■ **AIM OF THE EXERCISE**: According to the tribunal text, what field was Dr Ditton a consultant in?

(Beginning of TEXT PASSAGE)

Q. Was your belief at the time that you were entitled to claim under that section that item number?
A. Yes, I thought honestly that I was entitled to claim that number."
32 Before the Tribunal, Dr Chung, the peer reviewer, gave this evidence:-
"A. I am meaning that he demonstrated to me particularly in that particular review Tribunal's interrogation of him that Dr Sabag didn't know anything about what he was doing. It didn't appear to me what he was injecting, at what concentration, what type of needle he was using and what he was doing at all. I think that he was quite ignorant of many matters which I believe that he should have been acquainted with to be treating these patients.
…
A. Yes. I think his treatment was not soundly based in all respects. I can not know whether he has taken any adequate history or done any adequate examination and arrived at what diagnosis. I have no knowledge of any of this. It appears from his evidence to the committee that he certainly didn't know what he was doing and what for."
33 The Tribunal accurately recorded the substance of Dr Chung's evidence. Dr Chung reported, in relation to the procedures described by Items 18252 and 18286, that Dr Sabag was either "very incompetent or fraudulent". Nevertheless, Dr Chung's evidence was coloured by the fact, as he conceded in his evidence, that he was not sure what were the procedures that Dr Sabag actually carried out and was not sure of the symptoms with which the patients presented.
34 Dr Ditton, a consultant in pain management who had earlier interviewed Dr Sabag, gave evidence as to the services which he considered Dr Sabag had in fact performed. The Tribunal summarised his view as follows:-
"Dr Ditton's overview was that, were the procedures carried out in a manner appropriate to the item numbers, full resuscitation facilities should be available. In reality, he thought that Dr Sabag was injecting local anaesthetic into the muscles and ligaments adjacent to the vertebral bodies and superficial to the cervical plexus, the paravertabral [sic] nerve roots and the sympathetic chain. As such it was reasonable to carry out those procedures without full resuscitation equipment being available. The potential hazards would then depend on the exact site of the injection and Dr Sabag's knowledge of the regional anatomy. In his opinion, the procedures carried out by Dr Sabag were trigger point injections with some minor nerve blocks, all of which he would be prepared to carry out in his rooms under normal circumstances."

(End of TEXT PASSAGE)
(Beginning of DATA TO EXAMINE)

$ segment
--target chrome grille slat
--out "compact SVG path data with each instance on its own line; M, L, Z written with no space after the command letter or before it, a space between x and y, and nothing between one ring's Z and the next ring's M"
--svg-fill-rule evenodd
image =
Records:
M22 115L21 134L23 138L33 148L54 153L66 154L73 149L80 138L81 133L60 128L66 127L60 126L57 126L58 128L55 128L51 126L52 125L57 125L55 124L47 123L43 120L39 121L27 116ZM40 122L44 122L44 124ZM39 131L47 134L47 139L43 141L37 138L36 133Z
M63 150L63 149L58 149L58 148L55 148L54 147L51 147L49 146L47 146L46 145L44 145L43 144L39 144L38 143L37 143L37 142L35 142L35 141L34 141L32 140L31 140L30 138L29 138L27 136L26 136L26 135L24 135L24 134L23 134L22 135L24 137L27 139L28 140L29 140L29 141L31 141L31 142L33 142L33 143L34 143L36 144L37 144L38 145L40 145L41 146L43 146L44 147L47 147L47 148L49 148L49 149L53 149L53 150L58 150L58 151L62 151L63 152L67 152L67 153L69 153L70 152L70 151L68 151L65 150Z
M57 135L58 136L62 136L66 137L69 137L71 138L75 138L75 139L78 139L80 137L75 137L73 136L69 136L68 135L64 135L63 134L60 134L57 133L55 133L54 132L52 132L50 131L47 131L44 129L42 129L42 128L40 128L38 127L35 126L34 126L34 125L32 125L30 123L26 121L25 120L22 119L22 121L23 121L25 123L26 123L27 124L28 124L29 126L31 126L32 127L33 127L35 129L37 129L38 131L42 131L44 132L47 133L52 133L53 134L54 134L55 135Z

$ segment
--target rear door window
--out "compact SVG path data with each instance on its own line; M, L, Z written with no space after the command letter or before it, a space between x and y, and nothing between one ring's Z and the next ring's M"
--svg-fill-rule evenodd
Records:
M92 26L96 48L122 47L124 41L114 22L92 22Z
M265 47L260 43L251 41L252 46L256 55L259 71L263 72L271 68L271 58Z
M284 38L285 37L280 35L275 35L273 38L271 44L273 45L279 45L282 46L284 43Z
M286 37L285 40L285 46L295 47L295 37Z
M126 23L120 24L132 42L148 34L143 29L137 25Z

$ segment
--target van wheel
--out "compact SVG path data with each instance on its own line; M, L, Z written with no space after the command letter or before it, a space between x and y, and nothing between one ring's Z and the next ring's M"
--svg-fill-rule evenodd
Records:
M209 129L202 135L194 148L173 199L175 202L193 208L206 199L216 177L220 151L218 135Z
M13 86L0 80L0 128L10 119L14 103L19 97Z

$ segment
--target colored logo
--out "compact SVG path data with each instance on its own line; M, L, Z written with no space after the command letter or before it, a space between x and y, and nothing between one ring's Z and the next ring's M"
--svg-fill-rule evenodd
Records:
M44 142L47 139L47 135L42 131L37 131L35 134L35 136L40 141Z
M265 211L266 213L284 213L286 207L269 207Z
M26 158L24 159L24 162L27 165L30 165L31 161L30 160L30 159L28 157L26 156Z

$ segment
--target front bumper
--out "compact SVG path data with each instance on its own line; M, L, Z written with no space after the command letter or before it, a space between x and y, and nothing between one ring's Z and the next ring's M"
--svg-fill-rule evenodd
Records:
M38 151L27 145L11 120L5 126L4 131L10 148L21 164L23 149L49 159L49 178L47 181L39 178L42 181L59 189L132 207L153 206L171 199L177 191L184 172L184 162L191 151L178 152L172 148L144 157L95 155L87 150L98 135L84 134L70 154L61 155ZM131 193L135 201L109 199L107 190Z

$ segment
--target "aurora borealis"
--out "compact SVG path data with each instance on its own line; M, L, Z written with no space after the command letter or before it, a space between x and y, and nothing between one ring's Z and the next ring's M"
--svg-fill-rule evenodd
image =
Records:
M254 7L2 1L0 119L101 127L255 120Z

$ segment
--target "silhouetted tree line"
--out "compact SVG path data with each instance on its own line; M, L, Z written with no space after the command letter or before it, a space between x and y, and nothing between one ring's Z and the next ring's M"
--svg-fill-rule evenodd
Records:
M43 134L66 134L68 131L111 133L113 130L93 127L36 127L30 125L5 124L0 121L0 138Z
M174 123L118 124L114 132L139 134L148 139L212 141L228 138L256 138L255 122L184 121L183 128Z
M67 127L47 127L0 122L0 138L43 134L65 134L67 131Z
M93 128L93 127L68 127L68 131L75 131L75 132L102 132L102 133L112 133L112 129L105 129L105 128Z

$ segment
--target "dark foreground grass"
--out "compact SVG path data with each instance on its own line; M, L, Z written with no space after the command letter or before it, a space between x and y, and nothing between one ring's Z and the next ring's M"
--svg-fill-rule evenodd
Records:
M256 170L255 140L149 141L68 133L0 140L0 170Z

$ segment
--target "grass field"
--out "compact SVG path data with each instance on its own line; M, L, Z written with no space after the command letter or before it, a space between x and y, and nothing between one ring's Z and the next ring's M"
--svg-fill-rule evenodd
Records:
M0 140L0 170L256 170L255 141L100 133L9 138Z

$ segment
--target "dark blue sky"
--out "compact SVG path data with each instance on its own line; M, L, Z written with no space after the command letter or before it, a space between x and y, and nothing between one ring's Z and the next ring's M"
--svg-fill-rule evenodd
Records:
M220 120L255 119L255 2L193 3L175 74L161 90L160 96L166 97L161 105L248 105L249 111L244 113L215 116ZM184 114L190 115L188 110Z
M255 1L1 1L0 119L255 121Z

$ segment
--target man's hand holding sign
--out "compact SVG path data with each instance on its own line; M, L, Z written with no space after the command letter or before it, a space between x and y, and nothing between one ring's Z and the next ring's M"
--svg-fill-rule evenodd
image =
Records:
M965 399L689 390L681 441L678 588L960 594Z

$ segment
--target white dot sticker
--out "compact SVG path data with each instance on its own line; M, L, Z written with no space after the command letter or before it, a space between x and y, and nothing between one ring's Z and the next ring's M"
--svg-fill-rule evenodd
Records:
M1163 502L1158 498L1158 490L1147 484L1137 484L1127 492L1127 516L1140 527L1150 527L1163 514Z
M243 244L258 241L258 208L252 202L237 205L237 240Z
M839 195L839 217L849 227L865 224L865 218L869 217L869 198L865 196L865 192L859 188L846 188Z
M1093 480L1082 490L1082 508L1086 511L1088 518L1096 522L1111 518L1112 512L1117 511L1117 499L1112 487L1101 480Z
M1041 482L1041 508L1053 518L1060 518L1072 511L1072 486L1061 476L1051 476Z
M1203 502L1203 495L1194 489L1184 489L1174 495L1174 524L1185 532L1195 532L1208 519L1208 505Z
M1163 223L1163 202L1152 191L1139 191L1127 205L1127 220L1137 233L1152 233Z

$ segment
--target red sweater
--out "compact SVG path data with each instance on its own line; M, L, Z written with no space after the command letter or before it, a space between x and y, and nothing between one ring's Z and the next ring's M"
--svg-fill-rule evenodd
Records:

(End of DATA TO EXAMINE)

■ **WRITTEN ANSWER**: Pain management.